Recorded data
§

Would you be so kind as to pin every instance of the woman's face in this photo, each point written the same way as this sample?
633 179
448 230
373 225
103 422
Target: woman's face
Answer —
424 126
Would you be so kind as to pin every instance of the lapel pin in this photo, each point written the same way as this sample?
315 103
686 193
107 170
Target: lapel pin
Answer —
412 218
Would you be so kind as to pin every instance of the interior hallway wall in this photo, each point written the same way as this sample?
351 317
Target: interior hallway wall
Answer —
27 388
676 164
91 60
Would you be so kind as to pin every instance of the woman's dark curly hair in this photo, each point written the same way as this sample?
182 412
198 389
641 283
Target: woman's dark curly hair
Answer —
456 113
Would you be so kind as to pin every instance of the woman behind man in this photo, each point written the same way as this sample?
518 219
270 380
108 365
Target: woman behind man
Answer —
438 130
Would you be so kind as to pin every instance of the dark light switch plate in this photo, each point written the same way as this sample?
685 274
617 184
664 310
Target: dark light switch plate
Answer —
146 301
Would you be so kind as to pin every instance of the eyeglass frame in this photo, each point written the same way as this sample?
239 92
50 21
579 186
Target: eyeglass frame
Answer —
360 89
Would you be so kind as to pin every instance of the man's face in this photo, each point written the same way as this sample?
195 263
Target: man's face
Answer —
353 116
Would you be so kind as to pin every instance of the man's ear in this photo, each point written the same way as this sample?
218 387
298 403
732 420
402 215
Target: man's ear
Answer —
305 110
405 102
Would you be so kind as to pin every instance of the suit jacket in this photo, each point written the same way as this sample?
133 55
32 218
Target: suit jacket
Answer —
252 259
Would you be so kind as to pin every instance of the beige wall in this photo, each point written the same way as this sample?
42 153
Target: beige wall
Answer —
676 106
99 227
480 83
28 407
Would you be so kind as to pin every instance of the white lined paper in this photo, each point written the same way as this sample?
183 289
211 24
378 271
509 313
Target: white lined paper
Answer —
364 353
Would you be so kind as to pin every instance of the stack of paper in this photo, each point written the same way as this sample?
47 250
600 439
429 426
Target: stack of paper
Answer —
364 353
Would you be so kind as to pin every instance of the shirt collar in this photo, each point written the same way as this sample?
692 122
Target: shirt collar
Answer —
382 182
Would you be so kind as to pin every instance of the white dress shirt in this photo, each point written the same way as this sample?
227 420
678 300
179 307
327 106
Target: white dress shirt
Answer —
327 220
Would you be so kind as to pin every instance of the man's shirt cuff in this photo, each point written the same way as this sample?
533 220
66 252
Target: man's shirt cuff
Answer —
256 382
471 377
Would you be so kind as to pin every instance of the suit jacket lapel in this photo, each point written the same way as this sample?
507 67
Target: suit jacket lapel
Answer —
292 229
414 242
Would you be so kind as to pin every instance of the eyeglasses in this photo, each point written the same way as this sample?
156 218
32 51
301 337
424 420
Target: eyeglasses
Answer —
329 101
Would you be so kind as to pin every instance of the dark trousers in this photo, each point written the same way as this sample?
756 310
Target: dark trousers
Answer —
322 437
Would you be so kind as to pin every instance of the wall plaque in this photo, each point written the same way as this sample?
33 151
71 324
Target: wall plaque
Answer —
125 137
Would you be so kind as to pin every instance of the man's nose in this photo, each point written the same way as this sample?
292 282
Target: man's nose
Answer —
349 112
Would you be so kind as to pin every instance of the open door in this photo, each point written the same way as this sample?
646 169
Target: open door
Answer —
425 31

§

- [ABOUT THIS TASK]: From the data above, copy each line where the string "open" appears.

- [RESPONSE TO THE TASK]:
Would you be so kind as to pin every instance of the open door in this photo, each point written the same way as this sample?
Target: open door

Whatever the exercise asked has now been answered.